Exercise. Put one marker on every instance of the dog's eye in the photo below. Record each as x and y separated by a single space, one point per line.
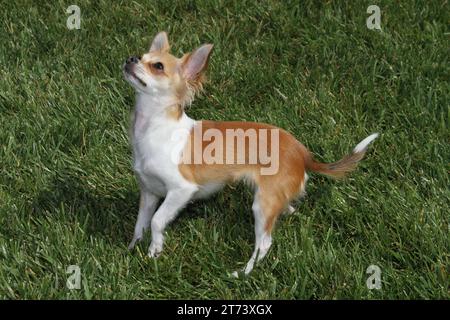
158 66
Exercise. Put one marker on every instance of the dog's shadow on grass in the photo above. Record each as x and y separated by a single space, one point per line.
112 214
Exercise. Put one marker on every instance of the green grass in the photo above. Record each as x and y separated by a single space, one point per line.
68 194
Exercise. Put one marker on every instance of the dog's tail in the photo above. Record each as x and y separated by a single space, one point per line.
347 164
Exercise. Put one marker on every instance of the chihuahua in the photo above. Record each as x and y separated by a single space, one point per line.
179 159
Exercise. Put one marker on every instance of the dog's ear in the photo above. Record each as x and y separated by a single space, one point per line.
195 64
160 43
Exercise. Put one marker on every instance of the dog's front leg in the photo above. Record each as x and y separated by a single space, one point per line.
175 200
147 206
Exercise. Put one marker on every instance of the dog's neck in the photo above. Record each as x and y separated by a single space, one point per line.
151 111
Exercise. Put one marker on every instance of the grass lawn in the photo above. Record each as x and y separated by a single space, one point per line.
68 195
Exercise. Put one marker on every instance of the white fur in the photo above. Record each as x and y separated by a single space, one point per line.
362 146
154 148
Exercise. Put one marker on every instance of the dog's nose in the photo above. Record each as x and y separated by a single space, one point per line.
132 59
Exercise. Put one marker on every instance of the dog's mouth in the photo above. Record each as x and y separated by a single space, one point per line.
129 70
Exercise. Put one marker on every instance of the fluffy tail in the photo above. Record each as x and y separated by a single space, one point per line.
347 164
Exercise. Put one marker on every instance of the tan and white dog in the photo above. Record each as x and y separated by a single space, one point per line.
181 159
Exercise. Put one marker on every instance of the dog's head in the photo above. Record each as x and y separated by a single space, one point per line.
160 74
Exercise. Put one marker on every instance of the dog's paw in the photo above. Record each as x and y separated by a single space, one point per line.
133 243
154 251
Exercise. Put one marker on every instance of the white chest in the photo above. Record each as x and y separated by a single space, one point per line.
157 149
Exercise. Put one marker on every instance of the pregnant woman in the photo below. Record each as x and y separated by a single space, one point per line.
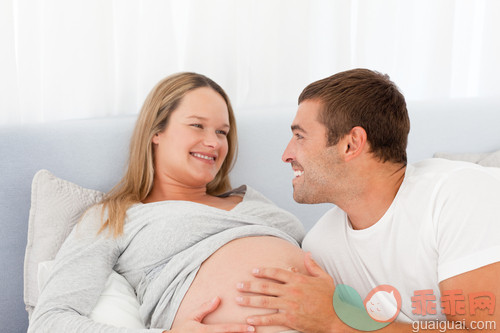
173 227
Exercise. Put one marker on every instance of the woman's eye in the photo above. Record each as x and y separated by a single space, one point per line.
221 132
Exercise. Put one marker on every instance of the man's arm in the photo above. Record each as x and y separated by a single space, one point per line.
305 303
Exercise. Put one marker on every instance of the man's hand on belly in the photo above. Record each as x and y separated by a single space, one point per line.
304 302
194 324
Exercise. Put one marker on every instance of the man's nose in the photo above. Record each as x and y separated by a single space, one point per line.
288 155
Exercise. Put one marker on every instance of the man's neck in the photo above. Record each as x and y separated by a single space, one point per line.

### Exercise prompt
Copy out each record shown above without alteration, skipping any picture.

### Written response
Exercise. Put one marker on every instance of the dog's eye in the photo below. Record each as x and y separated by a single space, one point per line.
158 66
Exercise. Put one marker on every instance of the dog's shadow on grass in the photo above. Record each as x and y separated by a single space, one point per line.
112 214
Exercise. Put one marker on every instance of the green grass in the photo above. Record each as x and y separated by a single space, one point per line.
68 194
Exercise. Put one marker on every instance of the dog's tail in the photo above. Record each as x and y separated by a single space, one point per line.
347 164
Exercise. Put one marker on every instance of the chihuahua in the photo above. Record each as x and y separated by a single space, one point per line.
179 159
Exercise. Put one marker on every instance of the dog's ear in the photo above. Record each as x and y separated by a single space, one point per line.
195 64
160 43
Exercise. Put one marker on every instance of the dog's front leg in the photo above. Record each as x and y separated by a single space, one point per line.
175 200
147 206
Exercise. Put one marker on every instance of the dog's neck in the photo above. Record each as x and y separated by a single space, one point per line.
151 111
Exercise. Put one marker on every instance of the grass lawn in the photo above. Record each as x and y separated by a single space, one point per line.
68 195
Exercise. Put one marker on every instance of the white fur in the photo above. Record each as x and y separated by a single space, one point per line.
362 146
154 148
Exercise. Put one marker on every instance of the dog's nose in the photo above. Record each as x and y separated by a single space, one point per line.
132 59
Exercise. Put one marker on every instance of the dog's mouth in the photo above. Record each as x and y separated by a single space, one point per line.
129 70
Exercise. Put one marker on every instance of the fluffy tail in the photo above. Record each as x and y separated by a single space, one point per line.
347 164
Exercise. Put one marker on every instance of the tan and white dog in the photo above. Record each as x and y separated by a single space, one point per line.
181 159
Exercise. Put one marker on every instance of the dog's head in the photo above. Record each as x and y separated by a single space, one point per line.
160 74
Exercise. Put one marker on every instance of the dog's paw in the photo above. Record each as x and y separated by a single space, one point per line.
133 243
154 251
Exercise. Put one marker on every instance of the white chest in the photo above. Record each as x and y separated by a single space, one point per line.
157 149
Exercise. Put one marker on every instance of the pregnant woman in the photo below. Record each as x and y separated by a single space, one point per line.
173 227
Exercise. Put one marker on every instance of the woman's eye in the photo above. Record each as x and y separated by a single space, one point per line.
221 132
Exercise. Put one marker on every instance of the man's arm in the photo above. Record each as x and y separated by a single space, one point per line.
305 303
Exercise. Put one marker on every instance of the man's hand on belly in the photo above. Record each as x and y separated by a single space, one point per line.
304 302
194 324
Exercise. Put one marker on every instance of the man's nose in the photo above. Record each as x and y separated by a single space, one point per line.
288 155
Exercise. Put one marker on every instance of the man's neck in the photo above. Record each as x and y separated by a single space, one point per line.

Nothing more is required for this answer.